## Tasks
1. From the medical marijuana article, list every person the text names as being at the rally promoting the bipartisan legislation.
2. Carry on the medical marijuana article from its last sentence, adding a few paragraphs in the same news style.

## Page text

--*--

Medical Marijuana Debate Heats Up

May 03, 2005


WASHINGTON -- The war of words in the nation's battle over medical marijuana use escalated Wednesday with television star power squaring off against federal health officials.

Television talk show host Montel Williams, who uses pot to treat the debilitating pain of multiple sclerosis, joined Bay Area activist Angel Raich, Rep. Barney Frank (D-MA), Rep. Sam Farr (D-CA) and other government officials at a rally promoting bipartisan legislation to protect medical marijuana patients from arrest.

'I have seen the miracle of cannabis as a medicine, and cannabis has saved my life,' said Raich, whose case challenging federal policing is before the Supreme Court. 'If I didn't have cannabis in my life I would be dead.'

'The federal government has started raiding and locking up sick people,' she continued. 'I'm fighting for all of them, also for myself. (I'm fighting) to basically stop the federal government and to allow us to have safe and affordable access to medical cannabis.'

Raich's crusade comes on the same week that the White House is touting a new report linking marijuana use to mental illness. White House Drug Czar John Walters says there's no evidence that marijuana is good medicine.

'People use it and feel better, that doesn't make it medicine,' Walters said. 'You would feel better if you used meth, crack or heroin. There's a difference between medical practice and intoxication.'

California's law currently allows people to smoke or obtain marijuana for medical needs with a doctor's recommendation. Besides California, other states with such laws are: Alaska, Arizona, Colorado, Hawaii, Maine, Montana, Nevada, Oregon, Vermont and Washington.

Raich, a mother of two, says she tried dozens of prescription medicines to ease the pain of a brain tumor before she turned to marijuana.

Her belief in the medical use of the drug sparked a case currently before the U.S. Supreme Court, challenging the federal government's right to impose legal penalties upon California medical marijuana users, who are allegedly protected under state law.

The justices refused three years ago to protect distributors of medical marijuana from federal anti-drug charges. They are confronting a more personal issue this time -- the power of federal agents to go after sick people who use homegrown cannabis with their doctors' permission and their states' approval.

--*--

## Information
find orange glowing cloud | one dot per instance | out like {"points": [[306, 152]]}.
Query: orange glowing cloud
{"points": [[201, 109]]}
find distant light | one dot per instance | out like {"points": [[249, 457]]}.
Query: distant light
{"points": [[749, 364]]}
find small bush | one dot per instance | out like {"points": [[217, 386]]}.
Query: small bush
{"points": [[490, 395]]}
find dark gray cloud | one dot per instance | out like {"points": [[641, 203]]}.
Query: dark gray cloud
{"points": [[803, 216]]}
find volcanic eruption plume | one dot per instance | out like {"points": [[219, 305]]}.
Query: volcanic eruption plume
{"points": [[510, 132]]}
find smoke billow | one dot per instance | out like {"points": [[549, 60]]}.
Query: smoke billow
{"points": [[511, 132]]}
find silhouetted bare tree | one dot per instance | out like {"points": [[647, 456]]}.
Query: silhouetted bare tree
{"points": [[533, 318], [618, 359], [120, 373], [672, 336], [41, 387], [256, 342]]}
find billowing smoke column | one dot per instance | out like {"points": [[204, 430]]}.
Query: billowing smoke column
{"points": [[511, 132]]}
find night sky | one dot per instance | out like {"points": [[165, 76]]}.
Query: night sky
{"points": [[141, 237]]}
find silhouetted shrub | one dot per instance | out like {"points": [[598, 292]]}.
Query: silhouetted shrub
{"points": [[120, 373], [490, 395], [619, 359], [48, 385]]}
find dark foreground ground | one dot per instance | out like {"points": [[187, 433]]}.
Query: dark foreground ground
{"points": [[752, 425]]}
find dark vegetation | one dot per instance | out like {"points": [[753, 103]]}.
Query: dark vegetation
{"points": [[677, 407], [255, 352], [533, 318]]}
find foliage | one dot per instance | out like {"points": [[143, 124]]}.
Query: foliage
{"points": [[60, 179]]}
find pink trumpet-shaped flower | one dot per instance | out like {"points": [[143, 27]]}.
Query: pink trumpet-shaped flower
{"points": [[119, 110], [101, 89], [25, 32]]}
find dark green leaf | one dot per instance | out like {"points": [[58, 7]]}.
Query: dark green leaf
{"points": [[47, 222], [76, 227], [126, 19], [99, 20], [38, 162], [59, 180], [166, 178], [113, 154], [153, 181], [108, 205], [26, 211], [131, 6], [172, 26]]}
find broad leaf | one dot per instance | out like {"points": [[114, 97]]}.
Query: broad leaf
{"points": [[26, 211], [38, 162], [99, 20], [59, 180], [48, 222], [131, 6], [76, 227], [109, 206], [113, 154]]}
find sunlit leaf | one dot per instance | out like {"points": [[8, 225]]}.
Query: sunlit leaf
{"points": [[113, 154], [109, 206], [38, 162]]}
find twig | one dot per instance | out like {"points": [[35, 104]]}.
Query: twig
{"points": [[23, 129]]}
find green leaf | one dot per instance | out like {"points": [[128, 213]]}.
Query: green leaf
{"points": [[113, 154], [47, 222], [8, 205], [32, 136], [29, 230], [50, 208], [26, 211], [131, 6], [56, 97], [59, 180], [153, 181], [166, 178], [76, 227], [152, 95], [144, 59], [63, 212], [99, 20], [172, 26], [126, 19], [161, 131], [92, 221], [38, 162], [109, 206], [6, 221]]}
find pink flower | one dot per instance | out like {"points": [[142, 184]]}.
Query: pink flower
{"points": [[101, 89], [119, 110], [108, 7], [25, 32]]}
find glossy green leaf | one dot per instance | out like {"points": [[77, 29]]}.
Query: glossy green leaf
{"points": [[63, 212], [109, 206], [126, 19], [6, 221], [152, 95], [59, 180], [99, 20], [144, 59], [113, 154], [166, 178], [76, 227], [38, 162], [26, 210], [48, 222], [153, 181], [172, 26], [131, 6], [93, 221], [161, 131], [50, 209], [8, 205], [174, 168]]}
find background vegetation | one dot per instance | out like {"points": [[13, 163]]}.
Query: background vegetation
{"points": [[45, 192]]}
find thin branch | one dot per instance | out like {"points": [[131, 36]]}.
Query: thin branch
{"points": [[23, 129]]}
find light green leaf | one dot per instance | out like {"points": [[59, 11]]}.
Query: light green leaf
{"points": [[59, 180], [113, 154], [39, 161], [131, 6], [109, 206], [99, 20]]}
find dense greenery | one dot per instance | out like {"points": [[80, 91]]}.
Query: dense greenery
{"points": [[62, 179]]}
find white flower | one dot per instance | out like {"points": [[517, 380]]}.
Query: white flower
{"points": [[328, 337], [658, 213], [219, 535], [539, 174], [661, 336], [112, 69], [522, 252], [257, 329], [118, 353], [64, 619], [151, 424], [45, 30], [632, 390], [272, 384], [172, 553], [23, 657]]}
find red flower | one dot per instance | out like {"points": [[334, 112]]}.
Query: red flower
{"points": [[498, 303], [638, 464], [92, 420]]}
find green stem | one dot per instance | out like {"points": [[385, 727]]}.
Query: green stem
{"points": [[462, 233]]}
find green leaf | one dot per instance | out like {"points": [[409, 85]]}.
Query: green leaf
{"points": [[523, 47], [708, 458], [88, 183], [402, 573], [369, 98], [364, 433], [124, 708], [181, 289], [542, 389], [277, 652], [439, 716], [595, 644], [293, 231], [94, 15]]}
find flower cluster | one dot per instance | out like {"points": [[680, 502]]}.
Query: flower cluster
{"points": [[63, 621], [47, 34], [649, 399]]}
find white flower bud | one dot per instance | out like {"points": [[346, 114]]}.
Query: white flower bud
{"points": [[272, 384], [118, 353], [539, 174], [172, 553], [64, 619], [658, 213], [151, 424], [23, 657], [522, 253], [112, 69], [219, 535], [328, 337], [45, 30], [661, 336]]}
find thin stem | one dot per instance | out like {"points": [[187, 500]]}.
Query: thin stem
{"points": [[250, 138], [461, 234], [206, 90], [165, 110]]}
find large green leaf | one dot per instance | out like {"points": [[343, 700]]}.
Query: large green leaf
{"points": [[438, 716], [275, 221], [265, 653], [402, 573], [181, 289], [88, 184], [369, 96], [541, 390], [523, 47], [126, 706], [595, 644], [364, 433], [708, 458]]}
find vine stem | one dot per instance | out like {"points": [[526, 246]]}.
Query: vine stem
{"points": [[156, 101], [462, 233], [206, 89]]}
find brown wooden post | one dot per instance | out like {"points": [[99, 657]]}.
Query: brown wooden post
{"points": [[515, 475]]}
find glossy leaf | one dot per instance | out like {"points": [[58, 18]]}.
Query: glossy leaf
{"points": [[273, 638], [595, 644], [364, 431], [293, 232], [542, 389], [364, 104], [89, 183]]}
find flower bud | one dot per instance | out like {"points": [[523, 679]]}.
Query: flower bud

--*--

## Results in order
1. Montel Williams, Angel Raich, Rep. Barney Frank, Rep. Sam Farr

2.
A ruling in that case may come as early as this month.

A defeat for Raich might undermine laws passed by California and 10 other states and discourage other states from approving their own.

A loss for the government, on the other hand, could jeopardize federal oversight of illegal drugs and raise questions in other areas such as product safety and environmental activities.

A Bush administration lawyer told the justices they would be encouraging people to use potentially harmful marijuana if they were to side with the women.

'If they're right, then I think their analysis would extend to recreational use of marijuana, as well as medical use of marijuana, and would extend to every state in the nation, not just those states that made it lawful,' said Paul Clement, acting solicitor general.

Justice David H. Souter said during a November Supreme Court hearing on the issue that an estimated 10 percent of people in America use illegal drugs, and states with medical marijuana laws might not be able to stop recreational users from taking advantage.

Justice Stephen Breyer said the government makes a strong argument that as many as 100,000 sick people use marijuana in California, and 'when we see medical marijuana in California, we won't know what it is. Everybody'll say, `Mine is medical.' Certificates will circulate on the black market. We face a mess.'

And Justice Antonin Scalia said there are many people with 'alleged medical needs.'

Despite the tenor of the debate, the court's ultimate ruling in the case is hard to predict.